(Goal) Pictures stay out; everything else in the records below is copied exactly.

[Collected data]
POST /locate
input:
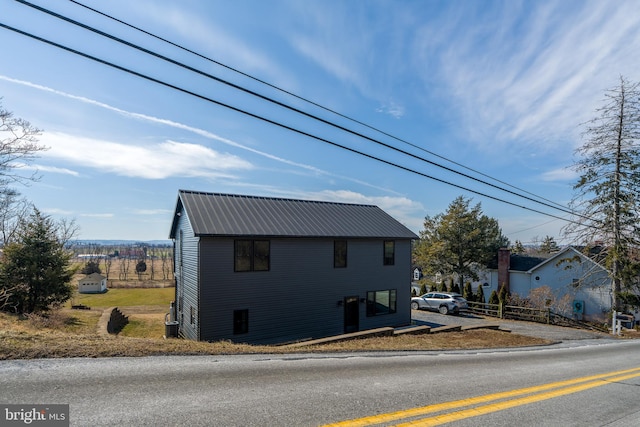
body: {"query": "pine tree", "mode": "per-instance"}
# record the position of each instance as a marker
(36, 269)
(480, 294)
(518, 248)
(606, 198)
(549, 245)
(468, 292)
(458, 241)
(493, 298)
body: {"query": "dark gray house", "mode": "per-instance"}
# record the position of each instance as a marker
(269, 270)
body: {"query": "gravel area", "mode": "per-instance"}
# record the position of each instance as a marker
(540, 330)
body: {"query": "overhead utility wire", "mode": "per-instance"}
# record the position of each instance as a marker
(283, 105)
(267, 120)
(106, 15)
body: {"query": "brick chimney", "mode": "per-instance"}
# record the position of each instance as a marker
(504, 258)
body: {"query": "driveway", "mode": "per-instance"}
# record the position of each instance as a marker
(540, 330)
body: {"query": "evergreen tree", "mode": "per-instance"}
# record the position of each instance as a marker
(503, 295)
(518, 248)
(459, 241)
(468, 292)
(35, 269)
(549, 245)
(493, 298)
(480, 295)
(606, 198)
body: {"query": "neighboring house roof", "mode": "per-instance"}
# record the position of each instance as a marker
(524, 262)
(567, 252)
(215, 214)
(93, 277)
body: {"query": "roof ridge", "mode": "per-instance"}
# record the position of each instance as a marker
(286, 199)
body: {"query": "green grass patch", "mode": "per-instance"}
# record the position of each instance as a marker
(144, 326)
(127, 297)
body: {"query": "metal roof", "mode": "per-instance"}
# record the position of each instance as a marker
(215, 214)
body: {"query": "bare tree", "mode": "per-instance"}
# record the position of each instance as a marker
(606, 199)
(13, 208)
(18, 148)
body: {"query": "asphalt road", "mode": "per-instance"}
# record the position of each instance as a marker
(317, 389)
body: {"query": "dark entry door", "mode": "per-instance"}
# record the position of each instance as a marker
(351, 314)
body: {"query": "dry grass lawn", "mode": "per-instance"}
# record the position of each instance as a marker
(72, 333)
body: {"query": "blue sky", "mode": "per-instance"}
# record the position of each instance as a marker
(500, 87)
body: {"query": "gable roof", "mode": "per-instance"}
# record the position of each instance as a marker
(216, 214)
(519, 262)
(93, 277)
(567, 252)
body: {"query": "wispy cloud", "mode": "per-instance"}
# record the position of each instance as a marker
(561, 174)
(533, 77)
(149, 212)
(197, 131)
(53, 169)
(392, 109)
(97, 215)
(153, 161)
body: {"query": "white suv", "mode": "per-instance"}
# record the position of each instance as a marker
(442, 302)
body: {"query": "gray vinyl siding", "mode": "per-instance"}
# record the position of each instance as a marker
(187, 278)
(297, 299)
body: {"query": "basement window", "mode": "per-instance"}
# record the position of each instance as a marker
(381, 302)
(240, 321)
(340, 254)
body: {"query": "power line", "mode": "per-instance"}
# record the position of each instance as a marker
(288, 107)
(307, 100)
(267, 120)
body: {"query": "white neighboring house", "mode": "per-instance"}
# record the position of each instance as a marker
(568, 273)
(93, 283)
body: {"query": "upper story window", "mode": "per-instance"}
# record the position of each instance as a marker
(252, 255)
(340, 254)
(389, 252)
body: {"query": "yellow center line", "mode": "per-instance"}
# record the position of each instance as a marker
(482, 410)
(447, 406)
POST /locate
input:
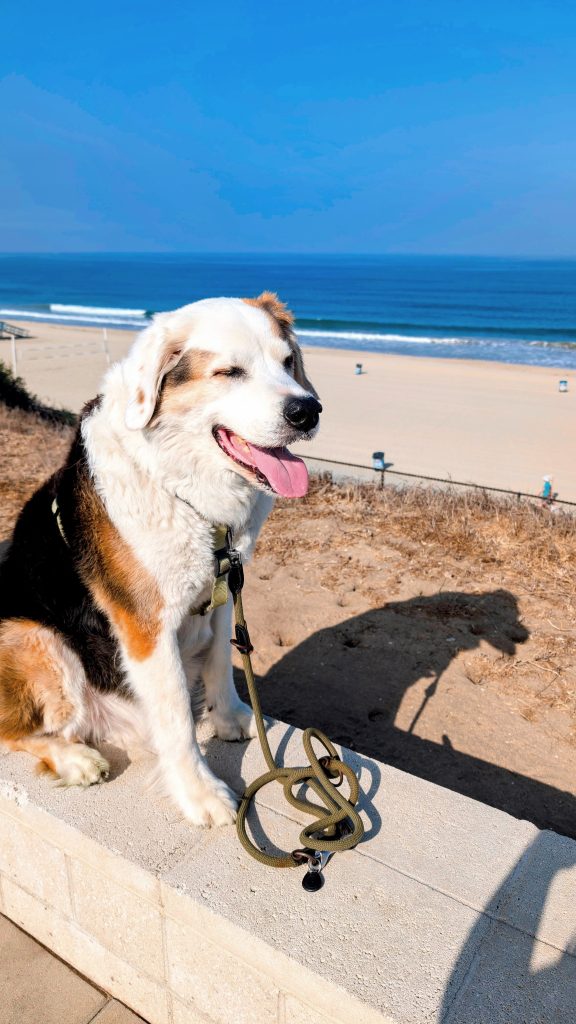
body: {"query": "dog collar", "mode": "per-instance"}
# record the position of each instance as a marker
(221, 544)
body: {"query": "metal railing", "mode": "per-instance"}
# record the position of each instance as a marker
(382, 473)
(11, 331)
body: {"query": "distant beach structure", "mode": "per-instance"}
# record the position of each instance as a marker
(496, 309)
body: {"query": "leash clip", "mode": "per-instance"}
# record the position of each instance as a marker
(317, 860)
(242, 642)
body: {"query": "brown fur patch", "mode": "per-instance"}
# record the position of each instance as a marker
(284, 321)
(43, 748)
(279, 311)
(122, 588)
(120, 585)
(181, 386)
(31, 679)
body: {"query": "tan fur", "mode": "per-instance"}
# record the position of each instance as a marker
(284, 322)
(181, 385)
(277, 309)
(31, 680)
(120, 585)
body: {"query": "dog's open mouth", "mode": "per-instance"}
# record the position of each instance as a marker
(276, 468)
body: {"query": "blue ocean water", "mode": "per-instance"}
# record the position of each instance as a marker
(509, 310)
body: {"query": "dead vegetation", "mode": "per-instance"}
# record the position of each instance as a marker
(358, 598)
(456, 542)
(31, 449)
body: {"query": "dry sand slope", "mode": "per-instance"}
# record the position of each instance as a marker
(503, 426)
(433, 632)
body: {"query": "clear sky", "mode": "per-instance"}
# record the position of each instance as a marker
(432, 126)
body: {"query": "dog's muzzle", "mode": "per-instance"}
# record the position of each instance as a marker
(302, 414)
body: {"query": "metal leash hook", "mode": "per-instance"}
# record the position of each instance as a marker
(338, 825)
(317, 860)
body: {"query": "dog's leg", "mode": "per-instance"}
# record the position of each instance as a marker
(73, 764)
(231, 717)
(42, 701)
(160, 683)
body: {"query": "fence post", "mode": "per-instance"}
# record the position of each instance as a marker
(105, 344)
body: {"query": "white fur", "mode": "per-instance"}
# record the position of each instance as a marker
(146, 475)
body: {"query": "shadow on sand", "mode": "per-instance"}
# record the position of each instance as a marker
(501, 974)
(364, 667)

(Final result)
POST /locate
input:
body: {"query": "pine tree", "mode": "per-instance"}
# record the position of each instance as a marker
(36, 269)
(480, 294)
(518, 248)
(606, 198)
(549, 245)
(468, 292)
(458, 241)
(493, 298)
body: {"query": "dark gray house", "mode": "per-instance"}
# record the position of each instance as a marker
(269, 270)
body: {"query": "gravel area", "mode": "per-instance"}
# record the position of each instance as a marker
(540, 330)
body: {"query": "overhead utility wire", "mode": "per-instance"}
# record the position of each instance as a marker
(283, 105)
(267, 120)
(106, 15)
body: {"query": "brick chimney", "mode": "per-instance"}
# record the position of each instance as a marker
(504, 258)
body: {"query": "driveway", "mode": "per-instance"}
# record the position of each instance as a marker
(540, 330)
body: {"query": "evergreen tree", "mode": "per-instance"}
# record the position of each instance as a marker
(503, 295)
(518, 248)
(459, 241)
(468, 292)
(35, 269)
(549, 245)
(493, 298)
(480, 295)
(606, 198)
body: {"query": "neighboring house roof", "mode": "per-instance"}
# record the position of each instance as a marker
(524, 262)
(567, 252)
(215, 214)
(93, 277)
body: {"query": "roof ridge", "mode": "per-instance"}
# record the position of each instance as a marker
(286, 199)
body: {"query": "green grass patch", "mode": "per-instance"}
# record the position of each instance as a marker
(144, 326)
(127, 297)
body: {"query": "metal roof", "mode": "per-instance"}
# record the position of each instance as a marker
(215, 214)
body: {"query": "bare tree", "mode": "per-instance"}
# record the position of each instance as a marker
(606, 199)
(13, 208)
(18, 148)
body: {"query": "asphalt road", "mode": "per-instance"}
# record the position of each instance as a marker
(317, 389)
body: {"query": "dark entry door", "mode": "per-instance"}
# record the position of each instance as a marker
(351, 314)
body: {"query": "dry grass lawn", "mode": "per-instance"}
# record the position of each instance as a marker
(72, 333)
body: {"query": "blue sky", "mode": "per-instance"}
# record the position of each instance as a marker
(500, 87)
body: {"query": "gable roof", "mode": "per-instance"}
# record the position of each instance as a marker
(216, 214)
(519, 262)
(93, 277)
(567, 252)
body: {"query": "wispy cloud", "mode": "per-instance"}
# record the position of each instance as a marker
(561, 174)
(533, 77)
(149, 212)
(197, 131)
(53, 169)
(392, 109)
(97, 215)
(153, 161)
body: {"query": "white suv", "mode": "per-instance"}
# record the position of each instance as a marker
(442, 302)
body: {"query": "gray vinyl siding", "mode": "per-instance"}
# record the position of each instance as a marker
(187, 278)
(297, 299)
body: {"query": "basement window", "mode": "per-instance"}
# record the position of each instance as a marker
(381, 302)
(240, 321)
(340, 254)
body: {"query": "power line", "mode": "per-instance"}
# record the position of each instance as a marker
(288, 107)
(307, 100)
(267, 120)
body: {"query": "white neighboring house", "mode": "per-instance"}
# record the position of each instance as a marker
(568, 273)
(93, 283)
body: {"query": "upper story window", "mode": "per-instance"}
# record the position of each instance as a marker
(252, 255)
(340, 254)
(389, 252)
body: {"query": "yellow center line", "mode": "per-instance"}
# record the position of each instance as a marker
(482, 410)
(447, 406)
POST /locate
input:
body: {"query": "dog collar", "mode": "per-instance"}
# record the position of each instance as a marker
(221, 544)
body: {"query": "metal railing", "mode": "per-instance"}
# record the position of each instance as a marker
(382, 473)
(11, 331)
body: {"query": "distant beach structure", "mode": "per-instance"}
# record the position of each instance as a marker
(496, 309)
body: {"query": "leash clip", "mode": "per-instance"}
# record the position of each instance as a marker
(317, 860)
(242, 642)
body: {"query": "brown fur patch", "mode": "per-instance"}
# record the position of each instance as a marker
(284, 321)
(43, 748)
(279, 311)
(122, 588)
(120, 585)
(181, 386)
(31, 679)
body: {"query": "tan fur", "mode": "per-instance"}
# record the position of each instance as a marker
(284, 322)
(181, 385)
(277, 309)
(31, 680)
(120, 585)
body: {"query": "dog's open mouth", "mode": "per-instance"}
# record the position of each instance as a marker
(276, 468)
body: {"query": "blue ocean water", "mode": "per-instance"}
# record the position of each instance as a marker
(509, 310)
body: {"query": "dead vegetation", "mode": "per-instance"}
# record the position of each instance as a marker
(358, 598)
(456, 542)
(31, 449)
body: {"query": "dry sand slope", "mode": "per-instance"}
# record the position of each instance as a marker
(503, 426)
(433, 632)
body: {"query": "clear sky", "mode": "per-instance"}
# record the position of each instance as a marker
(432, 126)
body: {"query": "dog's muzzle", "mode": "per-instance"}
# record the position of each instance as a marker
(302, 414)
body: {"query": "metal leash hook", "mode": "per-instance"}
# record the position of each instance as a marker
(338, 825)
(317, 860)
body: {"query": "dog's leg", "mode": "per-instance"}
# record the position of each instance as a marker
(73, 764)
(231, 717)
(42, 701)
(160, 683)
body: {"query": "fence post", "mode": "per-instance"}
# record the position of each instance as a marker
(105, 344)
body: {"query": "white fur", "mode": "per-instance"}
# record the position of each instance as a marker
(146, 475)
body: {"query": "shadow on sand", "mode": "per-instance"}
# record the position of each instance as a marker
(501, 974)
(364, 667)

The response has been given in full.